**What the exercise asks**
Under this task are some entries; return every one of them exactly.

**Dataset entries**
____________
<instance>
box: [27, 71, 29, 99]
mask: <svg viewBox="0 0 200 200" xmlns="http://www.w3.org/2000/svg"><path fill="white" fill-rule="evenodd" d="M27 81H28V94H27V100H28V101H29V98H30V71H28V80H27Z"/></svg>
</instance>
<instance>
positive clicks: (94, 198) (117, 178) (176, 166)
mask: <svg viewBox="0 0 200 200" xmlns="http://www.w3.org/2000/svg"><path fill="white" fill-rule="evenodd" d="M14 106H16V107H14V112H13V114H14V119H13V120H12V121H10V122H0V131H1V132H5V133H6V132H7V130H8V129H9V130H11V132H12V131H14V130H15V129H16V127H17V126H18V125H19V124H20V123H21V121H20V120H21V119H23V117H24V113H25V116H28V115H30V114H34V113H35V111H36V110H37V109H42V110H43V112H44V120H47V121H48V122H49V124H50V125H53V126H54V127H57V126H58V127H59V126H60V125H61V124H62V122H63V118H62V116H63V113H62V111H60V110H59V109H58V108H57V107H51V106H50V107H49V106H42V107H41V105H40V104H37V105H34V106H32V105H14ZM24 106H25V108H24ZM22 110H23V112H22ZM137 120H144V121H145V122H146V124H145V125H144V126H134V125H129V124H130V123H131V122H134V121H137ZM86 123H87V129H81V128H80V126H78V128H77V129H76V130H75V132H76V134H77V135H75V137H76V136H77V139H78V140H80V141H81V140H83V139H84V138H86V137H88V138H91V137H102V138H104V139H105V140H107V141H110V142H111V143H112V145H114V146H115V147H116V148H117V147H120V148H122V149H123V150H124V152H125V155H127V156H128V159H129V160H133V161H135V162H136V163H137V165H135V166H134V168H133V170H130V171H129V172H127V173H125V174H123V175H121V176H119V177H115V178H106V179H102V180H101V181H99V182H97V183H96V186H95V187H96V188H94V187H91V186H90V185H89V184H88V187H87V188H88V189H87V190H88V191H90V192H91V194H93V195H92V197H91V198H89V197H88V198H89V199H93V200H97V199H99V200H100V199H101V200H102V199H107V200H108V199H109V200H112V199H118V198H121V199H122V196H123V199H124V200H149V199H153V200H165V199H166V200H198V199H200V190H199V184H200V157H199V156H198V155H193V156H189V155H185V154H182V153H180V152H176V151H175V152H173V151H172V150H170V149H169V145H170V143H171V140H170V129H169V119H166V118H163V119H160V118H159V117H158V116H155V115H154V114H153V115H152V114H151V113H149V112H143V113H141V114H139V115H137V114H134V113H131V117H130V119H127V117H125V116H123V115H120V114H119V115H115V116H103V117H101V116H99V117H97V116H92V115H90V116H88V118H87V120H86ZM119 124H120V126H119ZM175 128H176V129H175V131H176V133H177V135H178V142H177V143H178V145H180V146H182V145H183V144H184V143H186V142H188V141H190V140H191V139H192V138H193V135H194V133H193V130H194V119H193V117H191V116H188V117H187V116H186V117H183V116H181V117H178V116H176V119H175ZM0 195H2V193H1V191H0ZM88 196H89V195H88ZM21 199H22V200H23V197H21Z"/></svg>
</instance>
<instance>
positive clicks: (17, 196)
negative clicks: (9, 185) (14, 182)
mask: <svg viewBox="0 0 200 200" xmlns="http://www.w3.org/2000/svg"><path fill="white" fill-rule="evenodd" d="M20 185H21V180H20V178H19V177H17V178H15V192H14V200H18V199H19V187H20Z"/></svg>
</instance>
____________
**Your response**
<instance>
box: [27, 71, 29, 99]
mask: <svg viewBox="0 0 200 200" xmlns="http://www.w3.org/2000/svg"><path fill="white" fill-rule="evenodd" d="M27 81H28V94H27V100H28V101H29V98H30V71H28V80H27Z"/></svg>
</instance>
<instance>
positive clicks: (94, 198) (117, 178) (176, 166)
mask: <svg viewBox="0 0 200 200" xmlns="http://www.w3.org/2000/svg"><path fill="white" fill-rule="evenodd" d="M14 106H16V107H14V112H13V114H14V119H13V120H12V121H10V122H0V131H1V132H5V133H6V132H7V130H8V129H9V130H11V132H12V131H14V130H15V129H16V127H17V126H18V125H19V124H20V123H21V121H20V120H21V119H23V117H24V113H25V116H28V115H30V114H34V113H35V111H36V110H37V109H42V110H43V112H44V120H47V121H48V122H49V124H50V125H53V126H54V127H57V126H58V127H59V126H60V125H61V124H62V122H63V118H62V116H63V113H62V111H60V110H59V109H58V108H57V107H51V106H50V107H49V106H42V107H41V105H40V104H37V105H34V106H32V105H14ZM24 106H25V108H24ZM22 110H23V112H22ZM137 120H144V121H145V122H146V124H145V125H144V126H134V125H129V124H130V123H131V122H134V121H137ZM86 123H87V129H81V128H80V126H78V128H77V129H76V130H75V132H76V134H77V135H75V137H76V136H77V139H78V140H80V141H81V140H83V139H84V138H86V137H88V138H91V137H102V138H104V139H105V140H107V141H110V142H111V143H112V145H114V146H115V147H116V148H117V147H120V148H122V149H123V150H124V152H125V155H127V156H128V159H129V160H133V161H135V162H136V163H137V165H135V166H134V168H133V170H130V171H129V172H127V173H125V174H123V175H121V176H119V177H115V178H106V179H102V180H101V181H99V182H97V183H96V186H95V187H96V188H94V187H91V186H90V185H89V184H88V187H87V188H88V189H87V190H88V191H90V192H91V194H93V195H92V197H91V198H89V197H88V198H89V199H93V200H97V199H99V200H100V199H101V200H102V199H107V200H108V199H109V200H112V199H118V198H121V199H122V196H123V199H124V200H149V199H153V200H165V199H166V200H198V199H200V190H199V184H200V157H199V156H198V155H193V156H189V155H185V154H182V153H180V152H176V151H175V152H173V151H172V150H170V149H169V145H170V143H171V140H170V129H169V119H166V118H163V119H160V118H159V117H158V116H155V115H154V114H153V115H152V114H151V113H149V112H143V113H141V114H139V115H137V114H134V113H131V117H130V119H127V117H125V116H123V115H120V114H119V115H115V116H103V117H101V116H99V117H97V116H92V115H90V116H88V118H87V120H86ZM119 124H120V126H119ZM175 128H176V129H175V131H176V133H177V135H178V142H177V143H178V145H180V146H182V145H183V144H184V143H186V142H188V141H190V140H191V139H192V138H193V135H194V133H193V130H194V119H193V117H191V116H188V117H187V116H186V117H183V116H181V117H178V116H176V119H175ZM0 195H2V193H1V191H0ZM88 196H89V195H88ZM21 199H22V200H23V197H21Z"/></svg>
</instance>
<instance>
positive clicks: (17, 196)
negative clicks: (9, 185) (14, 182)
mask: <svg viewBox="0 0 200 200" xmlns="http://www.w3.org/2000/svg"><path fill="white" fill-rule="evenodd" d="M20 185H21V180H20V178H19V177H17V178H15V192H14V200H18V199H19V187H20Z"/></svg>
</instance>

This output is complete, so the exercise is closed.